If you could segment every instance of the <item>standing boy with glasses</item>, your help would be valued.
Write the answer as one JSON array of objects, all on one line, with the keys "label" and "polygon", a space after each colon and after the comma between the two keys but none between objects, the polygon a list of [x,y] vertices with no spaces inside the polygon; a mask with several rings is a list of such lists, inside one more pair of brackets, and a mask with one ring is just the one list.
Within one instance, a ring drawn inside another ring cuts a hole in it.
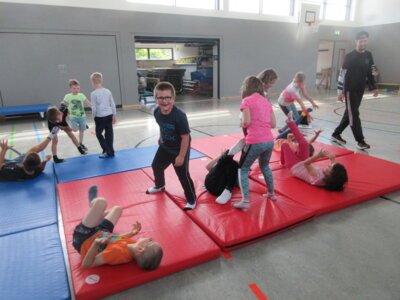
[{"label": "standing boy with glasses", "polygon": [[189,174],[190,128],[186,114],[174,105],[175,88],[169,82],[158,83],[154,95],[158,104],[154,110],[154,117],[160,126],[160,138],[157,153],[151,164],[155,187],[147,189],[146,194],[165,190],[164,170],[173,164],[187,200],[184,210],[194,209],[196,193]]}]

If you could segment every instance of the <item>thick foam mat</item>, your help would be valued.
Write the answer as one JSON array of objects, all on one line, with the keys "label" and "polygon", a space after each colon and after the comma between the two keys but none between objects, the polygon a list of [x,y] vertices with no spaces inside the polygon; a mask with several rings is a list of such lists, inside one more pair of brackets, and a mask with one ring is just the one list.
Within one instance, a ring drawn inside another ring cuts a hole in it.
[{"label": "thick foam mat", "polygon": [[[290,170],[283,168],[273,172],[275,189],[316,211],[326,214],[400,189],[400,165],[365,154],[338,157],[338,163],[347,169],[349,181],[344,191],[332,192],[312,186],[293,177]],[[327,161],[316,164],[324,167]],[[259,176],[251,175],[263,183]]]},{"label": "thick foam mat", "polygon": [[[59,183],[104,176],[151,166],[158,146],[126,149],[115,152],[115,157],[100,159],[99,154],[68,158],[61,164],[55,164]],[[203,154],[191,149],[190,158]]]},{"label": "thick foam mat", "polygon": [[18,105],[18,106],[0,107],[0,115],[45,112],[45,111],[47,111],[47,109],[50,106],[51,106],[51,104],[33,104],[33,105]]},{"label": "thick foam mat", "polygon": [[[229,149],[238,141],[237,138],[230,135],[220,135],[205,137],[192,140],[192,148],[203,153],[204,155],[214,158],[222,153],[222,151]],[[239,159],[240,154],[235,156]]]},{"label": "thick foam mat", "polygon": [[[197,207],[186,213],[199,225],[222,249],[232,250],[267,238],[308,222],[313,219],[311,209],[292,199],[278,194],[278,200],[272,201],[262,196],[266,188],[250,181],[251,207],[246,211],[232,206],[242,196],[239,188],[234,189],[232,199],[225,205],[215,203],[216,197],[205,191],[204,178],[207,174],[205,165],[209,159],[191,160],[190,175],[195,184]],[[144,170],[153,177],[152,170]],[[166,170],[166,192],[183,207],[186,199],[183,189],[173,168]],[[170,179],[170,180],[168,180]]]},{"label": "thick foam mat", "polygon": [[0,299],[70,299],[56,224],[3,236],[0,245]]},{"label": "thick foam mat", "polygon": [[57,223],[53,163],[38,177],[0,182],[0,236]]},{"label": "thick foam mat", "polygon": [[[81,257],[71,244],[72,233],[89,210],[87,190],[93,184],[99,186],[99,196],[107,198],[109,207],[123,208],[116,233],[128,232],[137,220],[142,231],[136,238],[152,237],[161,244],[164,257],[159,268],[144,271],[134,262],[89,270],[81,267]],[[142,170],[58,185],[77,299],[105,297],[219,257],[218,246],[165,193],[145,194],[152,185]]]}]

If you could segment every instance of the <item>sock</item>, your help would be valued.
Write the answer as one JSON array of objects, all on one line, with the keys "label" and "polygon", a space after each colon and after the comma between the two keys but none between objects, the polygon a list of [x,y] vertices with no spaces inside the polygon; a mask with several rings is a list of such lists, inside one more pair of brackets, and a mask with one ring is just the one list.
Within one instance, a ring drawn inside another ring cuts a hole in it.
[{"label": "sock", "polygon": [[235,145],[233,145],[229,151],[228,155],[236,155],[236,153],[239,153],[241,150],[243,150],[244,146],[246,145],[244,139],[240,139]]},{"label": "sock", "polygon": [[92,203],[94,198],[97,198],[97,192],[98,192],[97,185],[92,185],[89,188],[89,205],[90,203]]},{"label": "sock", "polygon": [[221,195],[219,195],[219,197],[215,199],[215,202],[219,204],[225,204],[231,199],[231,197],[232,197],[231,191],[224,189]]}]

= WHAT IS EXPECTED =
Please print, exactly as given, the lines running from the beginning of the listing through the line containing "If you could segment every instance of the <item>thick", omitting each picture.

= ANSWER SECTION =
If you could segment every instance of the <item>standing boy with glasses</item>, your help would be valued.
Write the answer as one JSON array of objects, all on one line, with the keys "label" and "polygon", a space after each colon and after the comma between the two keys but none between objects, the polygon a list of [x,y] vertices with no spaces inside the polygon; a mask with several rings is a list of such lists, inside one more pair of brackets, and a mask with one ring is just the one list.
Within one instance, a ring drawn inside another ring cuts a hole in it.
[{"label": "standing boy with glasses", "polygon": [[189,174],[190,128],[186,114],[174,105],[175,88],[169,82],[158,83],[154,95],[158,104],[154,110],[154,117],[160,126],[160,138],[157,153],[151,164],[155,187],[147,189],[146,194],[165,190],[164,170],[173,164],[187,200],[184,210],[194,209],[196,193]]}]

If you could segment every instance of the <item>thick foam mat</item>, your help would be valued.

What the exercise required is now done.